Your instructions ->
Duplicate the data word for word, from its very first line through the line that holds "[61, 41, 75, 52]", both ends included.

[Items from a labeling collection]
(begin)

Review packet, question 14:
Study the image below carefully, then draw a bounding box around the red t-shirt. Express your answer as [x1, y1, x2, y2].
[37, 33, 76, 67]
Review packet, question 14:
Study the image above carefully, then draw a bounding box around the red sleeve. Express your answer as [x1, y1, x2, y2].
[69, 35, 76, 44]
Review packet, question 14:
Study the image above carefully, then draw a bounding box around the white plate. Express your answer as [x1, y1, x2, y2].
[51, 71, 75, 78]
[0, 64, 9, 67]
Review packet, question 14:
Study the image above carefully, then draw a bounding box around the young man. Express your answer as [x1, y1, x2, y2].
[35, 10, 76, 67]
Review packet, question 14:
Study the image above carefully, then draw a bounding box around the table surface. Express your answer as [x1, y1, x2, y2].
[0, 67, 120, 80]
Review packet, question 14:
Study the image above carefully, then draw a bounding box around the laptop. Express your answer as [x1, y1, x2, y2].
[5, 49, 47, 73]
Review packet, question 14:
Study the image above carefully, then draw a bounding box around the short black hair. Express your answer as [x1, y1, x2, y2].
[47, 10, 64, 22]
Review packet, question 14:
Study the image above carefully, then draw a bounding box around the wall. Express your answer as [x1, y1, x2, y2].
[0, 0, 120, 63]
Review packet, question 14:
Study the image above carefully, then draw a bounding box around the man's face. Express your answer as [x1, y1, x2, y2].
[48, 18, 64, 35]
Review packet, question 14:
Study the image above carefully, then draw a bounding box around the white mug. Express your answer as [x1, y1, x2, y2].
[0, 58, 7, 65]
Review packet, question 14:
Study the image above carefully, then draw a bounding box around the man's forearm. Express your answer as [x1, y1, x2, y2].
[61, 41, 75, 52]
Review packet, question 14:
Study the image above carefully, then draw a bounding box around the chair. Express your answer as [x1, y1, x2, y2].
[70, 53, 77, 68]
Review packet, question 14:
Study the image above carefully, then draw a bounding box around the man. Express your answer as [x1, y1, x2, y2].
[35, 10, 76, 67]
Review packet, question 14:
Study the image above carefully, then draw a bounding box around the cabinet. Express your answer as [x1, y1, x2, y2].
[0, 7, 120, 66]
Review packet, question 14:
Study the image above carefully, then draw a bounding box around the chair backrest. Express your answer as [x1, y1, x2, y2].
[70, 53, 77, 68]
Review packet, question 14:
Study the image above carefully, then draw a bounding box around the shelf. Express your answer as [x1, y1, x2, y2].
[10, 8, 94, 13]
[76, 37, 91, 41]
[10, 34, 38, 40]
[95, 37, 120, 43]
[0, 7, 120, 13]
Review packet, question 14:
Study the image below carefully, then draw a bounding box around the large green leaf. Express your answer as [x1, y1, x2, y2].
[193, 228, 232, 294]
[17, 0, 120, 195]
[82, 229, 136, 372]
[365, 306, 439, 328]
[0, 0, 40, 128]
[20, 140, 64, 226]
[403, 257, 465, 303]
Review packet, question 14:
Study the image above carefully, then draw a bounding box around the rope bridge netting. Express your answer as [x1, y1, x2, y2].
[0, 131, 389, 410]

(end)

Written solution ->
Review packet, question 14:
Study the image below carefully, then draw a bounding box around the red t-shirt. Express your answer as [x1, y1, x2, y2].
[37, 33, 76, 67]
Review packet, question 14:
Study the image above carefully, then draw a bounding box around the red sleeve. Express your answer as [x1, y1, x2, y2].
[69, 35, 76, 44]
Review packet, question 14:
Study the image above carefully, then draw a bounding box around the white plate. Express your answer as [x1, y1, x2, y2].
[51, 71, 75, 78]
[0, 64, 9, 67]
Review packet, question 14:
Study the image above carefully, then draw a bounding box around the young man. Express your answer as [x1, y1, x2, y2].
[35, 10, 76, 67]
Review packet, question 14:
Study the image above carefully, then draw a bounding box around the table surface. Express your answer as [x1, y1, x2, y2].
[0, 67, 120, 80]
Review packet, question 14:
Study the image above carefully, then draw a bounding box around the laptop. Express your answer as [x1, y1, x2, y2].
[5, 49, 47, 73]
Review packet, question 14:
Study the image above carefully, then draw a bounding box around the short black hair. Express your answer as [x1, y1, x2, y2].
[47, 10, 64, 22]
Review packet, question 14:
Study the image above carefully, then draw a bounding box around the wall. Express your answer as [x1, y1, x2, y2].
[0, 0, 120, 63]
Review packet, question 14:
Study the image above carefully, then draw a bounding box around the man's face. Express your answer as [x1, y1, x2, y2].
[48, 18, 64, 35]
Review packet, question 14:
Study the image above carefully, then draw a bounding box around the white mug. Express your answer as [x1, y1, x2, y2].
[0, 58, 7, 65]
Review packet, question 14:
Study the image above carefully, then draw a bounding box around the man's forearm. Express your answer as [x1, y1, x2, y2].
[61, 41, 75, 52]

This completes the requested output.